--- start ---
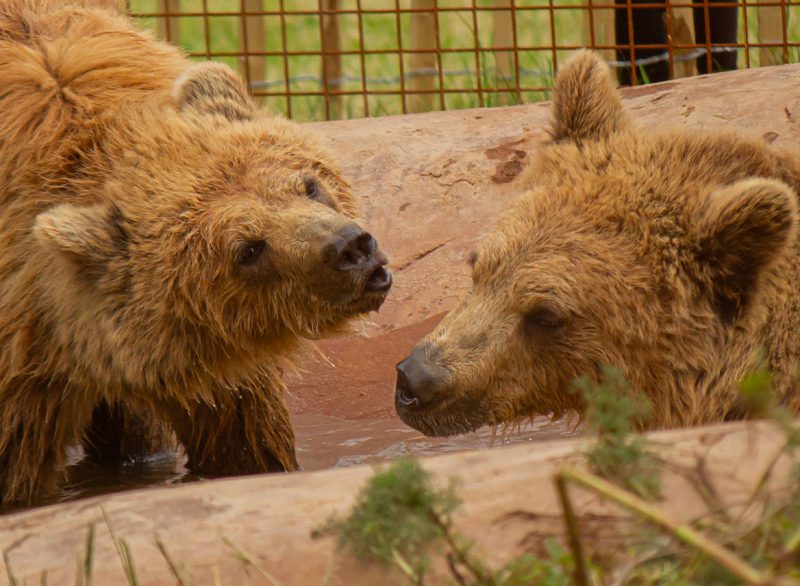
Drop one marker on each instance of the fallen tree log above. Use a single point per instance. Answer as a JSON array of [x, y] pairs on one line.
[[432, 184], [258, 530]]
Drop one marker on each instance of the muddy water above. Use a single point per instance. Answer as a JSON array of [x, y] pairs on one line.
[[322, 442]]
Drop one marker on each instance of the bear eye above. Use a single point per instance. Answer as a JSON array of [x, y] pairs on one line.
[[250, 251], [543, 318], [312, 189]]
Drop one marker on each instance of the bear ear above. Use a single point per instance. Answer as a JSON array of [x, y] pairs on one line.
[[89, 235], [586, 103], [746, 228], [213, 89]]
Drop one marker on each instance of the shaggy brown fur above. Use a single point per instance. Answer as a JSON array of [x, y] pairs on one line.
[[672, 255], [161, 251]]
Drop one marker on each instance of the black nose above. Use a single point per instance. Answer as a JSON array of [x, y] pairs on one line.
[[418, 381], [351, 248]]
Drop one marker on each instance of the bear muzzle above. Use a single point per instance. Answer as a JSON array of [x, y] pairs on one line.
[[419, 382], [358, 267]]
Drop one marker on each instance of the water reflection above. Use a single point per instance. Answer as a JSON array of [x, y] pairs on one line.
[[322, 442]]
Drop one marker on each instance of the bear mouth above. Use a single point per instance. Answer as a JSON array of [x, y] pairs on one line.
[[445, 418], [374, 291]]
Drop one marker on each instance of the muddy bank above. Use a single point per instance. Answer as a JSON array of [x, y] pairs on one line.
[[509, 506], [432, 184]]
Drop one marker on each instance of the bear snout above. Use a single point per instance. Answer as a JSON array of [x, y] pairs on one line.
[[353, 254], [419, 382]]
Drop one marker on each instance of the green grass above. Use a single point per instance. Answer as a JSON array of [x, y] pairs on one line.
[[456, 30]]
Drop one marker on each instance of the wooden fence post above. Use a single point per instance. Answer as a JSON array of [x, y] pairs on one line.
[[682, 25], [422, 66], [253, 39], [770, 30], [603, 20], [503, 36], [167, 28], [331, 64]]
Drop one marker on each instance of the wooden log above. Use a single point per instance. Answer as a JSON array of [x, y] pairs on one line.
[[260, 530], [457, 171], [422, 66]]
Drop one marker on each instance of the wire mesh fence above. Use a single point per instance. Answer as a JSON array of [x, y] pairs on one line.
[[331, 59]]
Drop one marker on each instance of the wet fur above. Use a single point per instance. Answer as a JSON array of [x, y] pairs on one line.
[[128, 180], [672, 255]]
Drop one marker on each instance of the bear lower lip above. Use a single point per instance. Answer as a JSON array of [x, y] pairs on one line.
[[380, 280], [405, 399]]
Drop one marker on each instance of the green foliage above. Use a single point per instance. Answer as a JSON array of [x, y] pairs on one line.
[[397, 517], [400, 518], [553, 570], [619, 454]]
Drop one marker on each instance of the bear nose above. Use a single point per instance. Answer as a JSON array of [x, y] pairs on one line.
[[418, 382], [349, 249]]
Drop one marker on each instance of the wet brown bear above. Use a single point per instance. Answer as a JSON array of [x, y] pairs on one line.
[[672, 255], [163, 246]]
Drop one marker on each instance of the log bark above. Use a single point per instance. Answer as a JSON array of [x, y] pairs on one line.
[[431, 186], [209, 529]]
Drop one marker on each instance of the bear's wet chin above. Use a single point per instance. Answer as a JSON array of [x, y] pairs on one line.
[[447, 418]]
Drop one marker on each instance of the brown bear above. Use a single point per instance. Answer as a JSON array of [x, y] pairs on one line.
[[164, 247], [672, 255]]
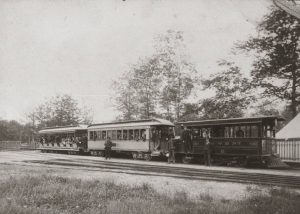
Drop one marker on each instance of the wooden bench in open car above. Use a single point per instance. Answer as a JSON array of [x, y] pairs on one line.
[[234, 141]]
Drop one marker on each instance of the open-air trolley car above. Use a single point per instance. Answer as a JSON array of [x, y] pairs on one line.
[[241, 141], [66, 139]]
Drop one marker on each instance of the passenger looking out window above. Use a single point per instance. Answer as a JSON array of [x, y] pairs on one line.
[[143, 134], [125, 134], [119, 135], [136, 135], [130, 134]]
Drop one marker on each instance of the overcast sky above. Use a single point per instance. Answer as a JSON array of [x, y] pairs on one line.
[[77, 47]]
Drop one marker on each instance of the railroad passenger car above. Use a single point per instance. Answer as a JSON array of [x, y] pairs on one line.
[[65, 139], [142, 139], [243, 141]]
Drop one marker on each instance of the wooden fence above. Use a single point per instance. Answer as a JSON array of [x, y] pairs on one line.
[[16, 145], [288, 150]]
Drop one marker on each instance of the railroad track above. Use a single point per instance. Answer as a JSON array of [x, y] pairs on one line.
[[176, 172]]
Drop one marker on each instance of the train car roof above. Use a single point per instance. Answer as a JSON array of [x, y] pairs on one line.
[[62, 129], [230, 121], [132, 123]]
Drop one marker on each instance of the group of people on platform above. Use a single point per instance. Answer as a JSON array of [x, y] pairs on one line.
[[186, 137], [79, 141]]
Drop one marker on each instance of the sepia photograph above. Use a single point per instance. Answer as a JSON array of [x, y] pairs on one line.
[[149, 106]]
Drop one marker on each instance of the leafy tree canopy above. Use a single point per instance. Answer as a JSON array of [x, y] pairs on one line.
[[277, 57]]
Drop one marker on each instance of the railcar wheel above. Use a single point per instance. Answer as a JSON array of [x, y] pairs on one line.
[[147, 157], [100, 153], [134, 155], [186, 159]]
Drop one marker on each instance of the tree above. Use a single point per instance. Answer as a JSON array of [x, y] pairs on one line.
[[277, 60], [146, 82], [232, 93], [159, 84], [266, 108], [178, 73], [60, 110], [125, 98]]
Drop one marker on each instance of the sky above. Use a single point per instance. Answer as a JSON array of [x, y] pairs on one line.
[[79, 47]]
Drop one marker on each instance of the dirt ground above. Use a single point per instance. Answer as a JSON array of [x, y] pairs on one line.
[[12, 164]]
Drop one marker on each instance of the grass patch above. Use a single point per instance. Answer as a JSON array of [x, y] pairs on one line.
[[56, 194]]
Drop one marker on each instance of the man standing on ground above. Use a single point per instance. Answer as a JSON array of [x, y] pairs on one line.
[[207, 148], [108, 144], [187, 139], [171, 147]]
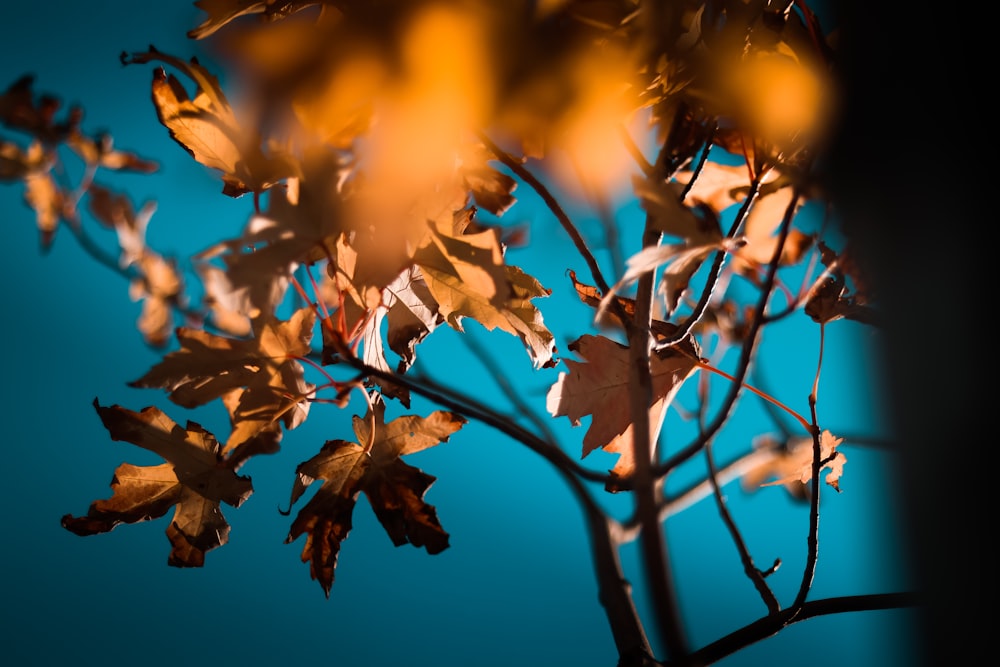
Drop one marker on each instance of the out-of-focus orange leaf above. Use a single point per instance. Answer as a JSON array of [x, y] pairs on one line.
[[206, 127]]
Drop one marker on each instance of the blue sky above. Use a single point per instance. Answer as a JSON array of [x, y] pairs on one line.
[[516, 585]]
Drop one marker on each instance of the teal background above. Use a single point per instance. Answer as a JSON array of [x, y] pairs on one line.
[[516, 585]]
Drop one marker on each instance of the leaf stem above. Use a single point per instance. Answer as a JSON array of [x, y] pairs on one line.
[[767, 397]]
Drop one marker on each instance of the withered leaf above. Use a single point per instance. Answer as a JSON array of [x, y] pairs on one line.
[[467, 277], [100, 152], [206, 127], [195, 479], [209, 366], [394, 488], [832, 300], [20, 110], [791, 465], [222, 12], [412, 314], [599, 387]]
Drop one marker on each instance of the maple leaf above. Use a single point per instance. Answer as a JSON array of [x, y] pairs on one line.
[[100, 151], [48, 201], [599, 387], [412, 314], [831, 300], [668, 214], [209, 366], [230, 306], [157, 283], [791, 465], [222, 12], [158, 287], [394, 488], [195, 479], [19, 109], [467, 277], [206, 127], [491, 189]]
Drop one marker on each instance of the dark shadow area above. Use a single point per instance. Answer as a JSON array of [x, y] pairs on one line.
[[912, 194]]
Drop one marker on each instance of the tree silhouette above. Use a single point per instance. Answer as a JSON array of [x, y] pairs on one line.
[[379, 149]]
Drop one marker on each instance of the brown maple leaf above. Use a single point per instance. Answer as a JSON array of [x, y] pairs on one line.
[[20, 109], [195, 479], [221, 12], [466, 275], [394, 488], [792, 463], [206, 126], [599, 387], [266, 367]]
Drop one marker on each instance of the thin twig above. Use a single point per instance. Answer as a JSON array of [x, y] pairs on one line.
[[655, 556], [521, 172], [495, 371], [614, 591], [749, 567], [746, 355], [684, 329]]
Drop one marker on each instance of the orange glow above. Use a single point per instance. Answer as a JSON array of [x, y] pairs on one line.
[[590, 132], [781, 100], [442, 92]]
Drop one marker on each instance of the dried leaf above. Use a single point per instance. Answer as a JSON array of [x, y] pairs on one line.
[[599, 387], [394, 489], [194, 480]]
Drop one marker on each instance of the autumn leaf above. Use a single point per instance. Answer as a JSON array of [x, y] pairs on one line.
[[48, 201], [599, 387], [412, 314], [668, 214], [195, 479], [157, 287], [266, 366], [394, 488], [22, 110], [230, 306], [831, 300], [222, 12], [491, 190], [205, 125], [100, 151], [467, 277], [791, 466]]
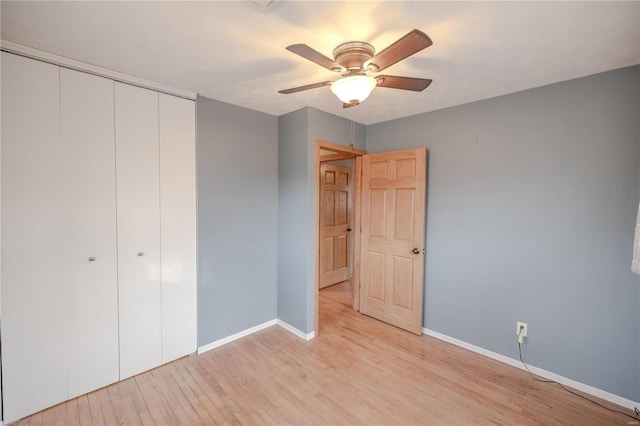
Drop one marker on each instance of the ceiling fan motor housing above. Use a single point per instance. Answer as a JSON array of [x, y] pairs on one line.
[[353, 55]]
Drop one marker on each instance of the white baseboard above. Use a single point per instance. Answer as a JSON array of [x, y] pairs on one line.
[[292, 329], [236, 336], [607, 396], [252, 330]]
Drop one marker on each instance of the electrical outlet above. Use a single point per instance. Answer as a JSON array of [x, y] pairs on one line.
[[521, 329]]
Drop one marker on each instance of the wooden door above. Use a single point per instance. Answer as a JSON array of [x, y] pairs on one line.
[[392, 259], [89, 177], [34, 276], [335, 238], [138, 214], [178, 226]]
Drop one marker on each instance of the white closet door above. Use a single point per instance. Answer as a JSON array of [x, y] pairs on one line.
[[88, 168], [178, 226], [138, 213], [34, 300]]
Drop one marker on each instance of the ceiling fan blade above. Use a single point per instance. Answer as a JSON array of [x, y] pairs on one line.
[[405, 83], [412, 42], [305, 87], [314, 56]]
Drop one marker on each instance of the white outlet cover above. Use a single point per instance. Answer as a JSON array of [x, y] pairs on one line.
[[524, 331]]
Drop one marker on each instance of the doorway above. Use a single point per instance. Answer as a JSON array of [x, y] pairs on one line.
[[337, 254], [389, 195]]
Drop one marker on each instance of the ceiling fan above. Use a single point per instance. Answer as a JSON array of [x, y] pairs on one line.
[[355, 60]]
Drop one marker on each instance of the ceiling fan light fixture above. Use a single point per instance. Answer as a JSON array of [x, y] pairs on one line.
[[353, 88]]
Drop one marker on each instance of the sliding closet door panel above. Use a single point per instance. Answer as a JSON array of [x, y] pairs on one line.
[[88, 164], [34, 301], [138, 213], [178, 226]]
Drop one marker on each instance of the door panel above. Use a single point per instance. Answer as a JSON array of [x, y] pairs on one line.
[[335, 187], [88, 156], [393, 203], [34, 277], [138, 198]]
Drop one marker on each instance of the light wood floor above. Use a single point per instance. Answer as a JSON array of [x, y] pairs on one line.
[[357, 371]]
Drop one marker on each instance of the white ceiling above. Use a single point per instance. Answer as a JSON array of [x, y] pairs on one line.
[[235, 51]]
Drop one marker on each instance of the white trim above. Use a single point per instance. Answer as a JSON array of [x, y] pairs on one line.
[[295, 331], [252, 330], [607, 396], [236, 336], [73, 64]]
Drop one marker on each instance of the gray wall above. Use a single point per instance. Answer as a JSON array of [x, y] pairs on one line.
[[237, 169], [532, 200], [292, 217], [298, 133]]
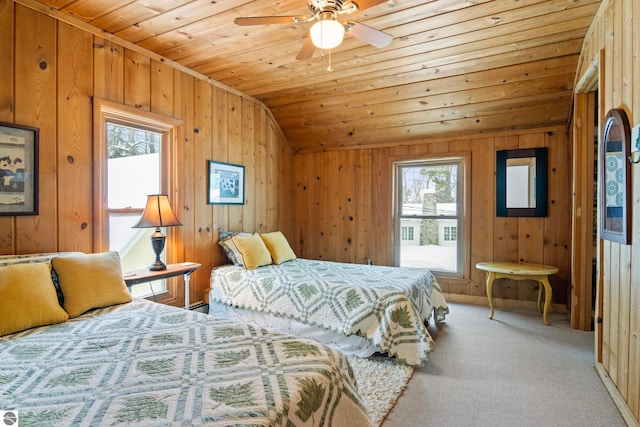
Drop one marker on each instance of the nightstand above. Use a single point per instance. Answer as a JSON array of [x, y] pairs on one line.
[[142, 276]]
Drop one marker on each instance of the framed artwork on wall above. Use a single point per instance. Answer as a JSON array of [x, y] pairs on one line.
[[226, 184], [18, 170]]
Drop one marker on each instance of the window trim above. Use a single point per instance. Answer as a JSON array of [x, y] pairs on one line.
[[107, 111], [464, 245]]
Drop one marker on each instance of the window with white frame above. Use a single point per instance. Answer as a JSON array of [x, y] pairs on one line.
[[133, 160], [407, 233], [430, 196]]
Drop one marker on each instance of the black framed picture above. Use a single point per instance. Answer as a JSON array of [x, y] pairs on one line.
[[226, 183], [18, 170]]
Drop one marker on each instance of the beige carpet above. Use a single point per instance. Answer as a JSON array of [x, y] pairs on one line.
[[380, 383]]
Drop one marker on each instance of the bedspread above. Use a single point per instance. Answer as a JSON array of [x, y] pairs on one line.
[[387, 305], [145, 364]]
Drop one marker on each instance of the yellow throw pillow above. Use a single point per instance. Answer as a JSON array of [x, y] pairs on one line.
[[90, 281], [28, 298], [278, 246], [254, 253]]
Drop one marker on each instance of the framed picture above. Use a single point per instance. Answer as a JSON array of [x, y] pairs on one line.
[[18, 170], [226, 183]]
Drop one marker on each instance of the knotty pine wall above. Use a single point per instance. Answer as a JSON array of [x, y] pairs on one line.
[[343, 210], [50, 72], [615, 34]]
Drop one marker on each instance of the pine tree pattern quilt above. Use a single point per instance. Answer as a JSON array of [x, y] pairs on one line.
[[387, 305], [146, 364]]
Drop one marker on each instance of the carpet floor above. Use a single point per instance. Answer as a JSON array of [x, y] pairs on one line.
[[510, 371], [380, 383]]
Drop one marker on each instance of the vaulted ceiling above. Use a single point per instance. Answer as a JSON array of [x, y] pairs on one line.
[[454, 66]]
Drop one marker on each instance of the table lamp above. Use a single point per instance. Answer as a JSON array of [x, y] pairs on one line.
[[157, 213]]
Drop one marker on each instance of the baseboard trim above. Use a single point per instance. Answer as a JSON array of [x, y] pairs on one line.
[[618, 399], [502, 302]]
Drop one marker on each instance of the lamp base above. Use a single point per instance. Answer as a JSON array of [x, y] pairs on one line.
[[157, 266], [157, 242]]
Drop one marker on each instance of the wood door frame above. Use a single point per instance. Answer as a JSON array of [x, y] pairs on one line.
[[582, 204]]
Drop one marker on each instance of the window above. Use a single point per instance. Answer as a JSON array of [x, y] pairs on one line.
[[430, 215], [407, 233], [134, 159], [450, 234]]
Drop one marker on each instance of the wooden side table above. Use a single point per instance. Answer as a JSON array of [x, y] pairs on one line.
[[520, 271], [142, 276]]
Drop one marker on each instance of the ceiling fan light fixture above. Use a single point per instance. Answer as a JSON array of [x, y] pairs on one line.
[[327, 33]]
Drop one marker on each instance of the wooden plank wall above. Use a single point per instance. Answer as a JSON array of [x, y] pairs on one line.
[[615, 35], [343, 209], [50, 73]]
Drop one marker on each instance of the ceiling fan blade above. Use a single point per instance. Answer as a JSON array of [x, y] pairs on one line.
[[365, 4], [307, 50], [368, 34], [260, 20]]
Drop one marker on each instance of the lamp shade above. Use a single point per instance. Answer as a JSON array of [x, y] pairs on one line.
[[327, 33], [157, 213]]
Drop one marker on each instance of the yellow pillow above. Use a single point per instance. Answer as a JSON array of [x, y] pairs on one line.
[[254, 253], [28, 298], [90, 281], [278, 246]]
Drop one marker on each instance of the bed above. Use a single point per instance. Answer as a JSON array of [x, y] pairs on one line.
[[140, 363], [359, 309]]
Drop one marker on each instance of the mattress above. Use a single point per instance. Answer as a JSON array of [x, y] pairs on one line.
[[147, 364], [386, 306]]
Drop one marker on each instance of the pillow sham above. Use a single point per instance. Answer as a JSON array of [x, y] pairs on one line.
[[253, 251], [28, 298], [90, 281], [230, 248], [278, 247]]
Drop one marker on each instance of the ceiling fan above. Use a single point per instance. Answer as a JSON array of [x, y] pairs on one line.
[[327, 32]]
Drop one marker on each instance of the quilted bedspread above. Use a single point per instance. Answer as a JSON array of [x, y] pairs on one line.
[[387, 305], [146, 364]]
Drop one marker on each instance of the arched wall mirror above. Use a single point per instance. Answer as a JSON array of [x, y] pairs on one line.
[[615, 195], [521, 182]]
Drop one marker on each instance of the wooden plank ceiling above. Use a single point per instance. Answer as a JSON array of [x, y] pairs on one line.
[[454, 66]]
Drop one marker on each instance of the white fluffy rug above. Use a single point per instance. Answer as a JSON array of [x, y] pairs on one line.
[[380, 383]]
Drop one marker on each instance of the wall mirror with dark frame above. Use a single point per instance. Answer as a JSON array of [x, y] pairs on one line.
[[521, 182], [615, 194]]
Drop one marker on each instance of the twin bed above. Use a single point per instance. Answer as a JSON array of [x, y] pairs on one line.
[[359, 309], [139, 363], [104, 359]]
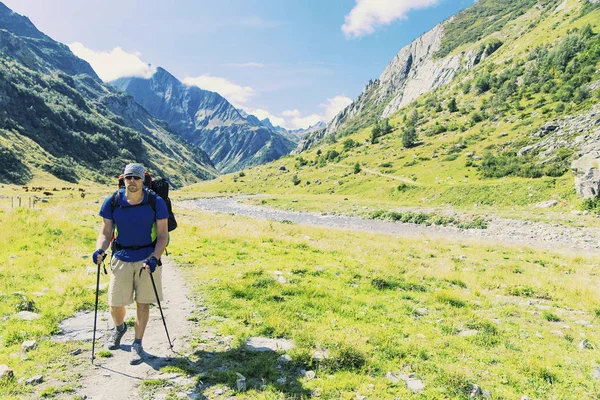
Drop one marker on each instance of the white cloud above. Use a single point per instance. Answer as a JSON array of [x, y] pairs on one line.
[[291, 113], [293, 119], [304, 122], [115, 64], [262, 114], [234, 93], [367, 14], [288, 119], [245, 65], [334, 106], [258, 22]]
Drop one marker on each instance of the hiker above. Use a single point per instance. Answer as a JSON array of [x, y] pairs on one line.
[[140, 239]]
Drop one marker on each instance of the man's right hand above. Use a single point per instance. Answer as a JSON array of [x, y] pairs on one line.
[[98, 256]]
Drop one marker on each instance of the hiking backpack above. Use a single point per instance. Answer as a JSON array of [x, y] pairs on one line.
[[157, 187]]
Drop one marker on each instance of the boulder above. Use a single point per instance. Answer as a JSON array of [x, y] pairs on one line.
[[6, 372], [588, 184]]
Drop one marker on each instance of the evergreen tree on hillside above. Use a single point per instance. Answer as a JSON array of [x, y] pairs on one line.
[[452, 107], [409, 137]]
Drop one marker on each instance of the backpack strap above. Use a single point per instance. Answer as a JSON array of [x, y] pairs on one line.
[[115, 202]]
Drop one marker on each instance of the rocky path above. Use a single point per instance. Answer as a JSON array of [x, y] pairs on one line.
[[112, 377], [500, 230]]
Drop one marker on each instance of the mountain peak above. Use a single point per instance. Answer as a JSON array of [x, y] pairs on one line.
[[18, 24]]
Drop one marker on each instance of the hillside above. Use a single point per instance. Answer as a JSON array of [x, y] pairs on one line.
[[57, 118], [233, 141], [504, 132]]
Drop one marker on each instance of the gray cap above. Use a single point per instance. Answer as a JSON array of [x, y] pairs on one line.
[[134, 170]]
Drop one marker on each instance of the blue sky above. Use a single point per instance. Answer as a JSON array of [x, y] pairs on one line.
[[295, 61]]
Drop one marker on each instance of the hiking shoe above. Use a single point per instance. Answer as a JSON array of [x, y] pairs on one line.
[[115, 339], [137, 354]]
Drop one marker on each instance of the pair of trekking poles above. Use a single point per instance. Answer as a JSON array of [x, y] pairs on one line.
[[96, 309]]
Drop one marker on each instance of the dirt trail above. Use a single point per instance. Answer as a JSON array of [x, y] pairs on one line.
[[113, 378]]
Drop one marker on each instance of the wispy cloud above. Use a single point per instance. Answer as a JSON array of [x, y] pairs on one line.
[[294, 119], [258, 22], [261, 113], [114, 64], [245, 65], [334, 106], [234, 93], [367, 14]]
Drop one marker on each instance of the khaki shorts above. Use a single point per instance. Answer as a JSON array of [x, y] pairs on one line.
[[125, 280]]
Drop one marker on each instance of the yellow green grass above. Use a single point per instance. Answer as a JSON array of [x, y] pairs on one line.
[[374, 303], [358, 297]]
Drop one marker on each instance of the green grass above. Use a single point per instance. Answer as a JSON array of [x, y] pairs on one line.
[[355, 296], [43, 270]]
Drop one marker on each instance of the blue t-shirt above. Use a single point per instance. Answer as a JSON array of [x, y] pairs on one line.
[[134, 225]]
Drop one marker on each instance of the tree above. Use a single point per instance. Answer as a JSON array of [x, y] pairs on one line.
[[452, 105], [385, 126], [348, 144], [409, 137], [375, 133]]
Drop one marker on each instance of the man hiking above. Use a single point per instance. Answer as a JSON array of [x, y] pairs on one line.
[[138, 218]]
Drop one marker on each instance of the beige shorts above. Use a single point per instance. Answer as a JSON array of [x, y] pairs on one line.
[[125, 280]]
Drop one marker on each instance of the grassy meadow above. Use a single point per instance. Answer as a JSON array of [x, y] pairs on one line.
[[368, 304], [376, 304]]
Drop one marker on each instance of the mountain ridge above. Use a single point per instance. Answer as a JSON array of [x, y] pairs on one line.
[[232, 140], [54, 109]]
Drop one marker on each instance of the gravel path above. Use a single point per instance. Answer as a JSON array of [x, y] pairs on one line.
[[113, 378], [500, 230]]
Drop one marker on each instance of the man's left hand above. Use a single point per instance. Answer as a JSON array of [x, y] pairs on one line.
[[150, 264]]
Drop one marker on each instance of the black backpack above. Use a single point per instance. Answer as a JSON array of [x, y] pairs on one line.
[[161, 188]]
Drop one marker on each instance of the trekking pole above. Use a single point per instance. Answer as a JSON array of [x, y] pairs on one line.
[[95, 312], [160, 308]]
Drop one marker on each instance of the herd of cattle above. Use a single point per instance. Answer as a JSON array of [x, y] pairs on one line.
[[48, 192]]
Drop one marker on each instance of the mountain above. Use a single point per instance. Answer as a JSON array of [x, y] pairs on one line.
[[295, 135], [57, 117], [233, 141], [508, 115], [430, 61]]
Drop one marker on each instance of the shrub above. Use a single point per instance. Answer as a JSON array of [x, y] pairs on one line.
[[452, 105], [409, 137], [349, 144]]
--- end ---
■ Task prompt
Copy the data word for word, starting with the line that contains "Drop one marker on each instance of the white baseboard" and going on through the line that contains "[[521, 329]]".

■ Answer in full
Drop one marker on each instance of the white baseboard above. Use a single point per instance. Answer as a JSON array of [x, y] pairs on one line.
[[292, 329], [236, 336], [607, 396], [252, 330]]
Drop one marker on each instance of the electrical outlet above. Use a single point per instance. Answer as a JSON array of [x, y] pairs on one line.
[[521, 329]]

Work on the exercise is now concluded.